## EXERCISE
Reproduce the material below word for word, leaving out the pictures.

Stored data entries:
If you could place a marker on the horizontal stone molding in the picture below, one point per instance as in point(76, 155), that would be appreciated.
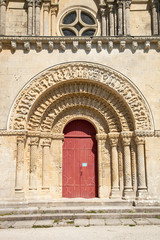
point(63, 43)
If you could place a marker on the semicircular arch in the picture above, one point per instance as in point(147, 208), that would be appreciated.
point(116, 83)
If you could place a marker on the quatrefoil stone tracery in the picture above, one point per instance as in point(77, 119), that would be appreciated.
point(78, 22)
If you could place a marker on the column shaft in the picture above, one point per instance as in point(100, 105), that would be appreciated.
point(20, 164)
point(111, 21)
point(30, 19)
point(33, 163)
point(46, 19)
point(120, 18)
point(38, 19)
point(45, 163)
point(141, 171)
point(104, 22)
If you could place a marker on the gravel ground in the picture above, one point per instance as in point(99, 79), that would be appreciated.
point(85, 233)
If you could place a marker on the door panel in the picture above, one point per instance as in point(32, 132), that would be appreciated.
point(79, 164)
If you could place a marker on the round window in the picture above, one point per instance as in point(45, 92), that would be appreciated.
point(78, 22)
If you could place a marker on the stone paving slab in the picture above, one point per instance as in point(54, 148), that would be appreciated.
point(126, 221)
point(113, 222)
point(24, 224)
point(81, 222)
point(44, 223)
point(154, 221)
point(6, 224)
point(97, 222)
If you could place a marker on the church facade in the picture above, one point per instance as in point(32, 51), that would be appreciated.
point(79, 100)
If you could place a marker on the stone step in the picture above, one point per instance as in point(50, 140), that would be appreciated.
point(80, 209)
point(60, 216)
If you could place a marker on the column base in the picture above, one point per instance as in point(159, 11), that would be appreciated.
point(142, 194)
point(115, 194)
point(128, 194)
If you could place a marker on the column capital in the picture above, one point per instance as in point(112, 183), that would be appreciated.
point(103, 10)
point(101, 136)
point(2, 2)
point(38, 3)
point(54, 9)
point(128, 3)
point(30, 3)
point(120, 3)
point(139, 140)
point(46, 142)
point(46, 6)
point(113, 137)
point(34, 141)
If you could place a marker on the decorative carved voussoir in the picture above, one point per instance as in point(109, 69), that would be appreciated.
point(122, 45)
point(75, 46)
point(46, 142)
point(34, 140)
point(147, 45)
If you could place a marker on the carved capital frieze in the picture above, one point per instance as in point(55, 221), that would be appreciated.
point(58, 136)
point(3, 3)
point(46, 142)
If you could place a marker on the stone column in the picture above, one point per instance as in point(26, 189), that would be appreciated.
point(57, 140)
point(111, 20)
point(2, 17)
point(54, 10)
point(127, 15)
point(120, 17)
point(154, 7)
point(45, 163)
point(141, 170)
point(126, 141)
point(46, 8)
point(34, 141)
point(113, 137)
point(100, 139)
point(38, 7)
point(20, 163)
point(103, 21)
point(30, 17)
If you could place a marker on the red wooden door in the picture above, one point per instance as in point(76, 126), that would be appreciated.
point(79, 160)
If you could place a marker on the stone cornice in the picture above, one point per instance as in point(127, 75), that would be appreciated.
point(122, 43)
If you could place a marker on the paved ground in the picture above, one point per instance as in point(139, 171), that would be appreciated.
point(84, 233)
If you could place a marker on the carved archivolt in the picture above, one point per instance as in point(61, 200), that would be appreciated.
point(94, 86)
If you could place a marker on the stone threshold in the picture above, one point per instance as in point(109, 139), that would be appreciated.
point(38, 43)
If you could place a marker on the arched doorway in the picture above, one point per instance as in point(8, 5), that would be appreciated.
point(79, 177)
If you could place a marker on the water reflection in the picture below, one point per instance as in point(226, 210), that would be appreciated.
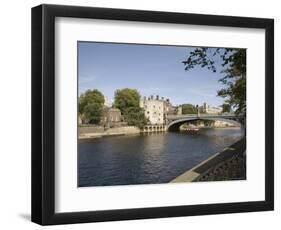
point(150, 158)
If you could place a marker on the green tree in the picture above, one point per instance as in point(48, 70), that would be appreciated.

## RESPONSE TO THIS TASK
If you could place a marker on the horizontal stone molding in the picture below, one point per instance as in point(76, 155), that would be appreciated.
point(63, 43)
If you could place a marker on the semicircular arch in the picture above, one point per instance as in point(147, 208), that would be appreciated.
point(116, 83)
If you could place a marker on the quatrefoil stone tracery in the picture above, one point per instance as in point(77, 119), that would be appreciated.
point(78, 22)
If you could place a marker on the column shaft in the picture above, one point per instance as in point(100, 105), that would be appreciated.
point(20, 164)
point(111, 21)
point(30, 19)
point(33, 163)
point(46, 19)
point(120, 18)
point(38, 19)
point(45, 163)
point(141, 171)
point(104, 22)
If you could place a marker on the gravel ground in the picture above, one point per instance as in point(99, 79), that would be appreciated.
point(85, 233)
If you could place a marker on the door panel in the picture above, one point per instance as in point(32, 132), that would be appreciated.
point(79, 164)
If you could place a marker on the round window in the picture above, one point per instance as in point(45, 92), that would be appreciated.
point(78, 22)
If you could place a marker on the stone paving slab in the picture above, one point per instance as in point(54, 148), that would be appreciated.
point(126, 221)
point(113, 222)
point(24, 224)
point(81, 222)
point(44, 223)
point(154, 221)
point(6, 224)
point(97, 222)
If you could place a marker on the church facade in the picture above, one point per instance as in point(32, 51), that would be appreciated.
point(79, 100)
If you could place a marker on the stone step in the picture above, one point per instance as in point(50, 140), that would be appreciated.
point(80, 209)
point(60, 216)
If you could place a marker on the column base in the picture above, one point per instance as in point(159, 11), that would be appreciated.
point(142, 194)
point(115, 194)
point(128, 194)
If you could place a marker on the column capital in the picture above, one point per instance as in point(112, 183), that would be appreciated.
point(103, 10)
point(101, 136)
point(2, 2)
point(38, 3)
point(54, 9)
point(128, 3)
point(30, 3)
point(120, 3)
point(139, 140)
point(46, 142)
point(46, 6)
point(113, 137)
point(34, 141)
If you could place a marker on the decorative carved voussoir in the picture above, one point per instance as in point(109, 69), that would be appreciated.
point(122, 45)
point(75, 46)
point(46, 142)
point(34, 140)
point(147, 45)
If you could place a marker on the carved capital frieze in the picture above, one point per instance as in point(55, 221), that would be appreciated.
point(58, 136)
point(3, 3)
point(46, 142)
If you could place a marker on the stone column in the picture above, one point per instance as in point(26, 189), that would be appreciated.
point(57, 140)
point(111, 20)
point(2, 17)
point(54, 10)
point(127, 15)
point(120, 17)
point(154, 7)
point(45, 163)
point(141, 170)
point(126, 141)
point(46, 8)
point(34, 141)
point(113, 137)
point(100, 139)
point(38, 7)
point(20, 163)
point(103, 21)
point(30, 17)
If you could place a marker on the red wooden door in the picture above, one point per instance as in point(76, 126), that would be appreciated.
point(79, 160)
If you could place a marker on the stone cornice in the picture above, one point per instance as in point(127, 75), that would be appreciated.
point(122, 43)
If you could place a marker on the paved ground in the picture above, one point per instance as in point(139, 171), that would be appreciated.
point(84, 233)
If you could place a marker on the carved archivolt in the picture above, one point per instance as in point(61, 200), that would be appreciated.
point(94, 86)
If you could place a marker on the stone threshold in the picture above, one point per instance as in point(109, 139), that would be appreciated.
point(38, 43)
If you could place a marker on the arched doorway in the picture above, one point per instance as in point(8, 5), that would be appreciated.
point(79, 177)
If you could place a marker on the water reflection in the picture below, one point per instance as in point(226, 210), that would be appreciated.
point(150, 158)
If you could place a marker on the green tree in the picture above, one point per instance as in point(48, 70), that would be appreciated.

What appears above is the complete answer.